Kapital 3.210-214

„Das Verhältnis von Nachfrage und Zufuhr erklärt daher einerseits nur die Abweichungen der Marktpreise von den Marktwerten und andererseits die Tendenz zur Aufhebung dieser Abweichung, d.h. zur Aufhebung der Wirkung des Verhältnisses von Nachfrage und Zufuhr.“ K. Marx, Kapital 3.: 200.
„Wenn Nachfrage und Zufuhr sich decken, hören sie auf zu wirken, und eben deswegen wird die Ware zu ihrem Marktwert verkauft.
Wenn zwei Kräfte in entgegengesetzter Richtung gleichförmig wirken, heben sie einander auf, wirken sie gar nicht nach außen, und Erscheinungen, die unter dieser Bedingung vorgehen, müssen anders als durch das Eingreifen dieser beiden Kräfte erklärt werden.
Wenn Nachfrage und Zufuhr sich gegenseitig aufheben, hören sie auf, irgend etwas zu erklären, wirken sie nicht auf den Marktwert und lassen uns erst recht im dunkeln darüber, weshalb der Marktwert sich grade in dieser Summe Geld ausdrückt und in keiner anderen.
Die wirklichen inneren Gesetze der kapitalistischen Produktion können offenbar nicht aus der Wechselwirkung von Nachfrage und Zufuhr erklärt werden, ... da diese Gesetze nur dann rein verwirklicht erscheinen, sobald Nachfrage und Zufuhr aufhören zu wirken...“ K. Marx, Kapital 3.: 199.

--------------------------------

● ZU LÖSENDE AUFGABEN:
1) Nenne alle Nebensätze im Auszug über Nachfrage und Zufuhr, die mit „Wenn“ beginnen.
2) Setze den Auszug über Nachfrage und Zufuhr im Anschluss an seinen letzten Satz fort.
Die anschließenden Zeilen stammen aus einer anderen Quelle als der Textauszug.

● DATENZEILEN:

--------------------------------

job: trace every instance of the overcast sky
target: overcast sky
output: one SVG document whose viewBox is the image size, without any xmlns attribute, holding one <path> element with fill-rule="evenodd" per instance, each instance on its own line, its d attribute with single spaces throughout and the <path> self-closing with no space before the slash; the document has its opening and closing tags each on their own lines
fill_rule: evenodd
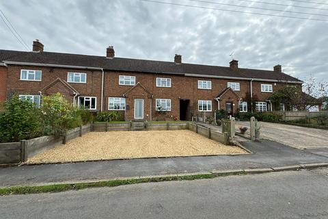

--------------------------------

● ERWARTETE ANTWORTEN:
1)
- Wenn Nachfrage und Zufuhr sich decken
- Wenn zwei Kräfte in entgegengesetzter Richtung gleichförmig wirken
- Wenn Nachfrage und Zufuhr sich gegenseitig aufheben

2)
„Nachfrage und Zufuhr unterstellen die Verwandlung des Werts in Marktwert, und soweit sie auf kapitalistischer Basis vorgehen, soweit die Waren Produkte des Kapitals sind, unterstellen sie kapitalistische Produktionsprozesse, also ganz anders verwickelte Verhältnisse als den bloßen Kauf und Verkauf der Waren.
Bei ihnen (den Waren als Kapitalprodukten) handelt es sich nicht um die formelle Verwandlung des Werts der Waren in Preis, d.h. um bloße Formänderungen;
es handelt sich um die bestimmten quantitativen Abweichungen der Marktpreise von den Marktwerten und weiter von den Produktionspreisen.
Bei dem einfachen Kauf und Verkauf genügt es, Warenproduzenten als solche sich gegenüber zu haben.
Nachfrage und Zufuhr, bei weiterer Analyse, unterstellen die Existenz der verschiedenen Klassen und Klassenabteilungen, welche die Gesamtrevenue der Gesellschaft unter sich verteilen und als Revenue unter sich konsumieren, die also die von der Revenue gebildete Nachfrage bilden;
während sie andererseits, zum Verständnis der durch die Produzenten als solche unter sich gebildeten Nachfrage und Zufuhr, Einsicht in die Gesamtgestaltung des kapitalistischen Produktionsprozesses nötig macht.“ K. Marx, Kapital 3.: 204f.

11. Kapitel
Wirkungen allgemeiner Schwankungen des Arbeitslohns auf die Produktionspreise

a) Wirkung von Lohnsteigerungen:
„Die Durchschnittszusammensetzung des gesellschaftlichen Kapitals sei 80 c + 20 v und der Profit 20 %. In diesem Fall ist die Rate des Mehrwerts 100 %. Eine allgemeine Erhöhung des Arbeitslohns, alles andere gleichgesetzt, ist eine Erniedrigung der Rate des Mehrwerts. Für das Durchschnittskapital fallen Profit und Mehrwert zusammen.
Der Arbeitslohn steige um 25 %. Dieselbe Masse Arbeit, die es (für den Kapitalisten) 20 kostete in Bewegung zu setzen, kostet es jetzt 25. Wir haben dann statt 80 c + 20 v + 20 p einen Umschlagswert von 80 c + 25 v + 15 p.
Die vom variablen Kapital in Bewegung gesetzte Arbeit produziert nach wie vor eine Wertsumme von 40. Steigt v von 20 auf 25, so ist der Überschuss m bzw. p nur noch = 15.
Der Profit von 15 auf 105 ist = 14,3 %, und dies wäre die neue Rate des Durchschnittsprofits.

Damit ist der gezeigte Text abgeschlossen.